## Given text
────────────────────
Edward Robert Betts III (born 26 November 1986) is a former Australian rules football player who played as a forward for Carlton and Adelaide in the Australian Football League. 

Betts was originally drafted by Carlton with pick No. 3 in the 2004 Pre-Season Draft, where he played for nine years before Adelaide signed him as a free agent at the end of 2013. He moved back to Carlton at the conclusion of the 2019 season, where he would finish his career at the end of the 2021 season having played a total of 350 games and kicked 640 goals. Betts now works as a development coach at the Geelong Football Club.

Early life and junior football
Betts was born in Port Lincoln, South Australia and raised by his mother in Kalgoorlie, Western Australia. He played junior football for the Mines Rovers Football Club, before moving back to Port Lincoln, where his father lived, to play for the Mallee Park Peckers. While in Port Lincoln, Betts' off-field behaviour was an issue, which included smoking, drinking, drugs and truancy. As a result, his mother arranged for the 15-year-old Betts to move to Melbourne and begin a TAFE program run by Indigenous former footballer Phil Krakouer.

In Melbourne, Betts played football for Templestowe, where he won the EFL Division 3 league best and fairest in 2002, and TAC Cup football for the Calder Cannons. He represented Vic Metro as a 16-year-old in the 2003 AFL Under 18 Championships and was selected in the Under 18 All-Australian team that season. He was too young to be selected in the AFL draft at the end of 2003, and he played another season with the Cannons, but was hindered by osteitis pubis. He was overlooked in the 2004 National Draft as a result.
────────────────────
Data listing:
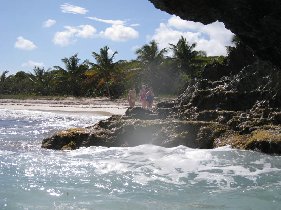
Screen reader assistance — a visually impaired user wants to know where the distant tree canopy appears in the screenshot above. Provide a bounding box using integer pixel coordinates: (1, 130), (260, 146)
(0, 37), (228, 98)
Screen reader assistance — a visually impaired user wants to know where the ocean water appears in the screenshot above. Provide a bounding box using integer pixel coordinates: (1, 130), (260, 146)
(0, 109), (281, 210)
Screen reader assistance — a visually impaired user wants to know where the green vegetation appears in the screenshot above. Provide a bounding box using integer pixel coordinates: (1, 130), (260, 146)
(0, 37), (223, 98)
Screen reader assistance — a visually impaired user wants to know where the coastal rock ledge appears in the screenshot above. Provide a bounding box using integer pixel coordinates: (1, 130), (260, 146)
(42, 106), (281, 155)
(42, 0), (281, 155)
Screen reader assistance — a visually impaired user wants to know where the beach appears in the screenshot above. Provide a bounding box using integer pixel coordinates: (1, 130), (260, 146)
(0, 97), (128, 116)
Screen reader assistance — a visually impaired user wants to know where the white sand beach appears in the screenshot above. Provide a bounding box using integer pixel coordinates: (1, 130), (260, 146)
(0, 97), (128, 116)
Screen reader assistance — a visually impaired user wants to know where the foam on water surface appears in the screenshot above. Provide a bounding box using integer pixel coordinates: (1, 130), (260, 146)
(0, 110), (281, 209)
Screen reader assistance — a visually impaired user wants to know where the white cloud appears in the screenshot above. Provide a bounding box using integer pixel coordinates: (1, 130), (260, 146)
(60, 3), (88, 15)
(151, 16), (233, 56)
(100, 25), (139, 41)
(88, 17), (123, 25)
(53, 25), (97, 47)
(21, 60), (44, 68)
(15, 36), (37, 50)
(43, 19), (57, 28)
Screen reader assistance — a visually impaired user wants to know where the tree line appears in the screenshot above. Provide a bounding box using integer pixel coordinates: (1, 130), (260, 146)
(0, 37), (223, 98)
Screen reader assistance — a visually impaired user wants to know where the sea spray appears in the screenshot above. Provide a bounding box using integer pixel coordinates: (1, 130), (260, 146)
(0, 110), (281, 209)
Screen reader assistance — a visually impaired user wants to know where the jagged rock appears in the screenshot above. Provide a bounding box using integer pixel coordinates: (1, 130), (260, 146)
(42, 0), (281, 155)
(150, 0), (281, 67)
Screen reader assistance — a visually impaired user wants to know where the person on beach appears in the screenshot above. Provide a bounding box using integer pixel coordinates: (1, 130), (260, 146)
(140, 85), (147, 109)
(145, 87), (154, 109)
(128, 88), (137, 108)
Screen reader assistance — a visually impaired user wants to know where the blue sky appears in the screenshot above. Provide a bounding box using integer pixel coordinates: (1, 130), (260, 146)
(0, 0), (233, 74)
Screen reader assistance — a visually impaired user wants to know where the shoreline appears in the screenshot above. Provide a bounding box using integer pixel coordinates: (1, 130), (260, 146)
(0, 97), (128, 116)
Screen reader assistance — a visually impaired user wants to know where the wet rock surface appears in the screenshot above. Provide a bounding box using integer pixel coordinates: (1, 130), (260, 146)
(42, 0), (281, 155)
(42, 54), (281, 154)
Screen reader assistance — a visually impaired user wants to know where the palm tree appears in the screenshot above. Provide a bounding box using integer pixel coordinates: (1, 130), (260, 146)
(0, 71), (9, 82)
(54, 53), (89, 96)
(136, 40), (166, 86)
(92, 46), (118, 97)
(29, 67), (52, 95)
(170, 36), (198, 78)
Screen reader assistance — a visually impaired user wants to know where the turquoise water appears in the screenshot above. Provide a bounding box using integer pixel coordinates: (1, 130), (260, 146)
(0, 110), (281, 210)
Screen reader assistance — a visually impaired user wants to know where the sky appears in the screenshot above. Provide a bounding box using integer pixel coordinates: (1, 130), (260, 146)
(0, 0), (233, 74)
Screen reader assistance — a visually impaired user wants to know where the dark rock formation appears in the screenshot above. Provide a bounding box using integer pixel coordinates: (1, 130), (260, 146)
(149, 0), (281, 68)
(42, 0), (281, 155)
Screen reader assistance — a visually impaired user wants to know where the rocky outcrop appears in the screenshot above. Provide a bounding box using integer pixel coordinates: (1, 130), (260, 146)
(42, 0), (281, 155)
(149, 0), (281, 68)
(42, 47), (281, 154)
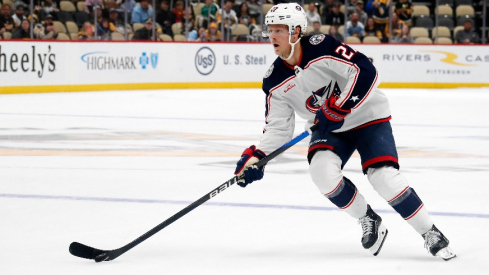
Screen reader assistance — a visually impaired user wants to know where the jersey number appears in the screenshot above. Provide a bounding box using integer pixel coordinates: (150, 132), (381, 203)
(334, 45), (355, 60)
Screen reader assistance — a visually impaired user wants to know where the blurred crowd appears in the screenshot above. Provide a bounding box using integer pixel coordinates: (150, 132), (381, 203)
(0, 0), (488, 44)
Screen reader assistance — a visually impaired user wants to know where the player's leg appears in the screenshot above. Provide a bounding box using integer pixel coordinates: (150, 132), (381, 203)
(356, 122), (455, 260)
(308, 129), (387, 255)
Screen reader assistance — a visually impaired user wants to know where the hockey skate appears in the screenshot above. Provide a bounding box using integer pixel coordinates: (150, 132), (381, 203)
(358, 205), (388, 256)
(422, 225), (457, 261)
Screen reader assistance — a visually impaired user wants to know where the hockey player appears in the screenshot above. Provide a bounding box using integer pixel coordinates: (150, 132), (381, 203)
(235, 3), (455, 260)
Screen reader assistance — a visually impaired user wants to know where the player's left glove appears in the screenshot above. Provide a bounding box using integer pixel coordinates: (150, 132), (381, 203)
(234, 145), (266, 187)
(314, 96), (351, 132)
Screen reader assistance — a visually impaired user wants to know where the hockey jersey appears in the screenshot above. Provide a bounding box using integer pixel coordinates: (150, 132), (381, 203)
(258, 34), (390, 154)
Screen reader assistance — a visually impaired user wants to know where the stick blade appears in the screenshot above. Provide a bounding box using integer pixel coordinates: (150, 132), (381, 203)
(70, 242), (98, 260)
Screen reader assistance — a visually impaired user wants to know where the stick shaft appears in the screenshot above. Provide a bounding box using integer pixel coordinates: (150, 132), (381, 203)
(75, 125), (317, 261)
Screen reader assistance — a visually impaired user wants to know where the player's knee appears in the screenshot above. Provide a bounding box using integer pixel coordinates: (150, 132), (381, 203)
(309, 151), (343, 195)
(367, 166), (409, 201)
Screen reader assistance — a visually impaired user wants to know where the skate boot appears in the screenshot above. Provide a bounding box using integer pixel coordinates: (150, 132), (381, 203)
(422, 225), (457, 261)
(358, 205), (388, 256)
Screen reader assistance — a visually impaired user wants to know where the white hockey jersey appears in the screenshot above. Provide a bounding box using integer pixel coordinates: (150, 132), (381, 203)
(258, 34), (390, 154)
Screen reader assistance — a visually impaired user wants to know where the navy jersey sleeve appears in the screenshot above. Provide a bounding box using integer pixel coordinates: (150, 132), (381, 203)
(314, 36), (380, 110)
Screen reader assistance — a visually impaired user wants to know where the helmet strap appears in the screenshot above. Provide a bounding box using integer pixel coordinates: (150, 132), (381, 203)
(280, 35), (301, 60)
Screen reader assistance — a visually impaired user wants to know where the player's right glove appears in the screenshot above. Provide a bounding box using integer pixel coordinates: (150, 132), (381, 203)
(234, 145), (266, 187)
(314, 96), (351, 132)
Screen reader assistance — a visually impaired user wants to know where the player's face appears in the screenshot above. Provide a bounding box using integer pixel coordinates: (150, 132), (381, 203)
(268, 25), (290, 55)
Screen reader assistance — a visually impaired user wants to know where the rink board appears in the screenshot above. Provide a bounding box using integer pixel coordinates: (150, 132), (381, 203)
(0, 41), (489, 93)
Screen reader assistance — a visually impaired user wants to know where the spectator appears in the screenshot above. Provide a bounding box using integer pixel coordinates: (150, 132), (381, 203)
(0, 4), (15, 36)
(173, 0), (185, 23)
(372, 0), (389, 29)
(384, 13), (405, 39)
(115, 0), (136, 16)
(12, 5), (27, 28)
(308, 21), (322, 35)
(395, 0), (413, 25)
(346, 12), (365, 40)
(205, 22), (222, 41)
(346, 0), (359, 16)
(41, 0), (59, 18)
(217, 0), (238, 28)
(109, 8), (129, 33)
(38, 14), (58, 39)
(96, 18), (112, 40)
(132, 18), (161, 40)
(12, 17), (31, 39)
(198, 0), (217, 28)
(182, 6), (195, 33)
(78, 21), (94, 40)
(365, 17), (386, 41)
(156, 0), (174, 37)
(329, 25), (344, 42)
(306, 3), (321, 26)
(455, 19), (481, 44)
(392, 25), (414, 43)
(238, 2), (256, 26)
(246, 0), (265, 22)
(325, 2), (345, 26)
(131, 0), (154, 24)
(356, 0), (368, 26)
(321, 0), (335, 22)
(85, 0), (104, 14)
(217, 0), (238, 40)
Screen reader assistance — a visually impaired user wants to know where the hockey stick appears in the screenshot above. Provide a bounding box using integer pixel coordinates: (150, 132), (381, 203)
(69, 125), (317, 262)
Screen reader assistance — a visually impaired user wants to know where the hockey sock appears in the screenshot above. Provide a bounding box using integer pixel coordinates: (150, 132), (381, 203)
(325, 177), (367, 219)
(389, 187), (433, 234)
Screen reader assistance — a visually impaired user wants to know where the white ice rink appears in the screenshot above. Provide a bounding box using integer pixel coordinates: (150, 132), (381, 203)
(0, 89), (489, 275)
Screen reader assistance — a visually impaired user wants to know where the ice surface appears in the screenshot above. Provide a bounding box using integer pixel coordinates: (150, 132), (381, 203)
(0, 89), (489, 275)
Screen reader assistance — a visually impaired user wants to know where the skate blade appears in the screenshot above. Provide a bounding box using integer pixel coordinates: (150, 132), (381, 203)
(369, 224), (389, 256)
(435, 246), (457, 261)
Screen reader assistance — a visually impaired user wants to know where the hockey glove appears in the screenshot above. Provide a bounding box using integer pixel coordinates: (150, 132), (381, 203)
(314, 96), (351, 132)
(234, 145), (266, 187)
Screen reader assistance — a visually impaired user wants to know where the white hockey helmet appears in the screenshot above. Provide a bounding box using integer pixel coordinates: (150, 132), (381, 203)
(263, 3), (307, 37)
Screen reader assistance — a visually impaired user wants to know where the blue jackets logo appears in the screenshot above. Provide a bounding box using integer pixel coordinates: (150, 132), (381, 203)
(195, 47), (216, 75)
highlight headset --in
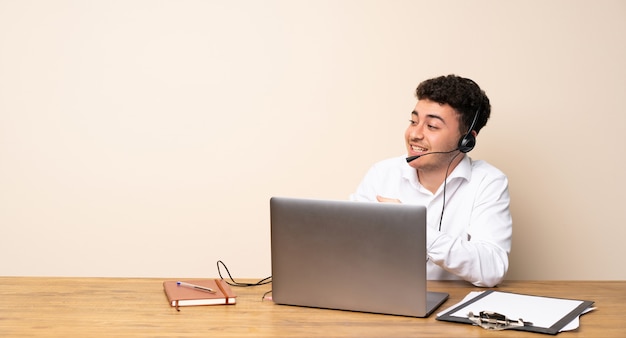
[457,106,480,153]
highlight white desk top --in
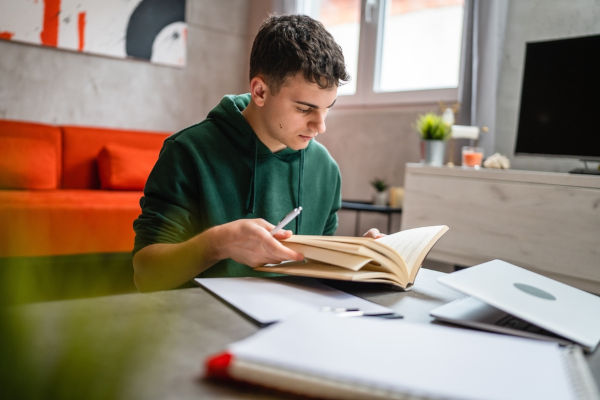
[9,269,600,399]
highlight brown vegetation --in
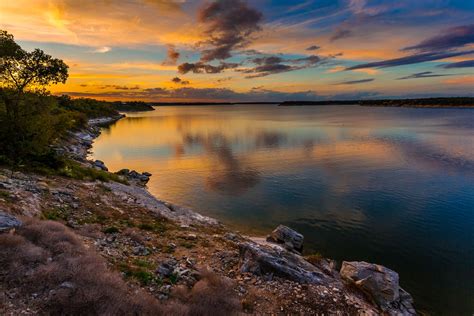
[0,219,243,315]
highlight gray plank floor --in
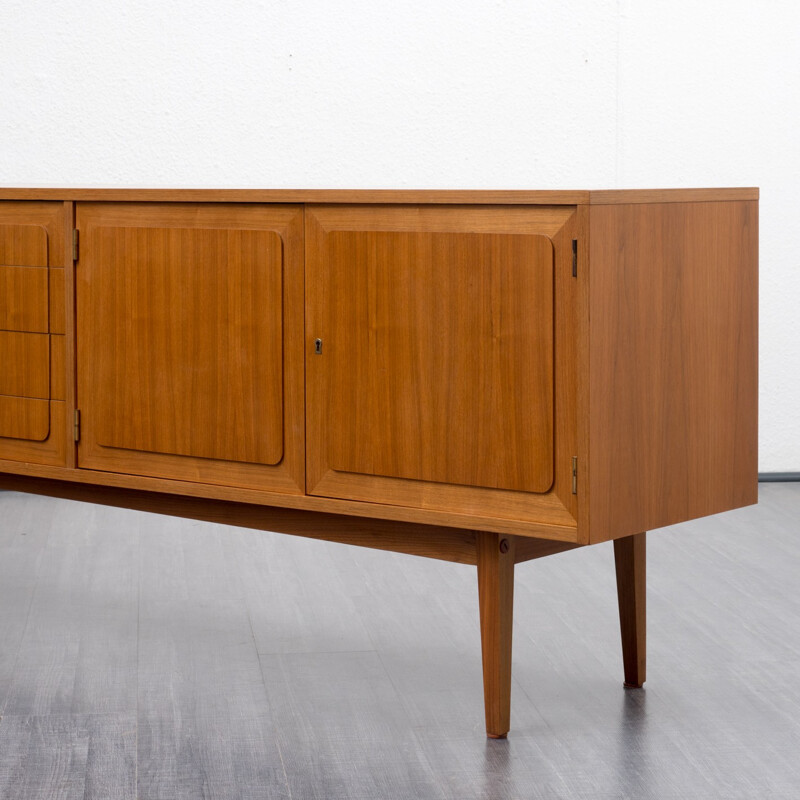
────────────────────
## Prompt
According to the text about Eddie Betts, which club did Betts play for in Melbourne when he won the EFL Division 3 league best and fairest in 2002? The rows have no connection to the text about Eddie Betts.

## Worked solution
Templestowe